ASSIGNMENT:
Would you set down every line of the data below exactly as it reads?

Referring expression pointing data:
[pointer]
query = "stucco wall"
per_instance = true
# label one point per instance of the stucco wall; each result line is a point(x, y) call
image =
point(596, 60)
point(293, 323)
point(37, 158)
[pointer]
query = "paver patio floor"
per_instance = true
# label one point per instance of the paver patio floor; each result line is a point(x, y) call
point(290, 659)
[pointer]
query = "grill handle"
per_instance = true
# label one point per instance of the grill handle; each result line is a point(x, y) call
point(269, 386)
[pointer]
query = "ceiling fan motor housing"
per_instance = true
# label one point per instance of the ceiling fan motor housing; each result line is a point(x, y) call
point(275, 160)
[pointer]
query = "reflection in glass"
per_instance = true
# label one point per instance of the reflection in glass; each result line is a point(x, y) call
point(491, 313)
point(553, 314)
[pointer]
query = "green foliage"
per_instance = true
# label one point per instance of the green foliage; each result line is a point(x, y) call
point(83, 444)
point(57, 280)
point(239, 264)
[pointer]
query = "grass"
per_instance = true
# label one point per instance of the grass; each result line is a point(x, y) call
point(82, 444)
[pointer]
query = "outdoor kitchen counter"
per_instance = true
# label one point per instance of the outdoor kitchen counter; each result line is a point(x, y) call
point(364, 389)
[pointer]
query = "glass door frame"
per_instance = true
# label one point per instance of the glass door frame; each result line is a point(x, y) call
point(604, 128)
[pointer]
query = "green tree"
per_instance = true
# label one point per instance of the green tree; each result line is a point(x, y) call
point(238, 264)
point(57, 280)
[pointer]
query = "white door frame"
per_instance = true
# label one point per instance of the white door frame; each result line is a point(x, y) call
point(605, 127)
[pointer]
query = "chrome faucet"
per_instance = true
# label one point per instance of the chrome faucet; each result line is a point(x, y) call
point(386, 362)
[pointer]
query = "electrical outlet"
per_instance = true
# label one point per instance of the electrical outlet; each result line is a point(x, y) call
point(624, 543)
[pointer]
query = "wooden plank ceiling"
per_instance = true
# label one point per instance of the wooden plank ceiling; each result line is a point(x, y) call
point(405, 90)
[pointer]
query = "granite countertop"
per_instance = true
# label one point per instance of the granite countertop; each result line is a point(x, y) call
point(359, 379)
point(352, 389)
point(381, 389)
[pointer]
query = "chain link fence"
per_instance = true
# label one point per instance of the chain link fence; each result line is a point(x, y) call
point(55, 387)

TASK SOLUTION:
[pointer]
query = "stucco wall"
per_instance = true
# label one point per instance of the stucco wall; each result line is a point(x, y) call
image =
point(596, 60)
point(293, 323)
point(37, 158)
[pointer]
query = "paver patio floor"
per_instance = true
# label one point per instance of the paver patio floor; each result line is a point(x, y) call
point(290, 659)
[pointer]
query = "grill handle"
per_instance = true
# label one point per instance of the grill handle; each result line is a point(x, y) call
point(269, 386)
[pointer]
query = "ceiling fan motor housing"
per_instance = true
# label one point per instance of the ceiling fan motor housing; each result line is a point(x, y) call
point(275, 160)
[pointer]
query = "reflection in glass"
per_instance = true
# label one point per instance of the reflection in glass; each result line is a point(x, y) call
point(491, 313)
point(553, 314)
[pointer]
query = "green foliage"
per_instance = true
# label one point per instance of the green foliage; each result line is a point(x, y) call
point(83, 444)
point(57, 280)
point(239, 264)
[pointer]
query = "grass"
per_instance = true
# label one point per instance of the grass; each result line is a point(x, y) call
point(82, 444)
[pointer]
query = "outdoor kitchen counter"
per_instance = true
# label one point per instance of the outdoor kitchen counter; each result line is a point(x, y) call
point(364, 389)
[pointer]
query = "glass door frame"
per_instance = true
# label one point per instance of the glass door frame; each result line is a point(x, y) call
point(604, 128)
[pointer]
query = "green tree"
per_instance = true
# label one point per instance of the green tree; each result line is a point(x, y) call
point(238, 264)
point(57, 280)
[pointer]
query = "white door frame"
per_instance = true
# label one point per instance of the white door frame; each result line is a point(x, y) call
point(605, 127)
[pointer]
query = "chrome faucet"
per_instance = true
# label one point per instance of the chrome faucet; each result line is a point(x, y) call
point(386, 362)
[pointer]
query = "electrical outlet"
per_instance = true
# label one point per instance of the electrical outlet; each result line is a point(x, y) call
point(624, 543)
[pointer]
query = "wooden plank ceiling"
per_instance = true
# label one point per instance of the wooden plank ceiling; each result line is a point(x, y) call
point(405, 90)
[pointer]
query = "granite countertop"
per_instance = true
# label one point per instance of the granite countertop; each result line is a point(x, y) call
point(359, 379)
point(352, 389)
point(381, 389)
[pointer]
query = "chain link fence"
per_instance = true
# label one point per instance of the chain link fence; each result line is a point(x, y) call
point(55, 387)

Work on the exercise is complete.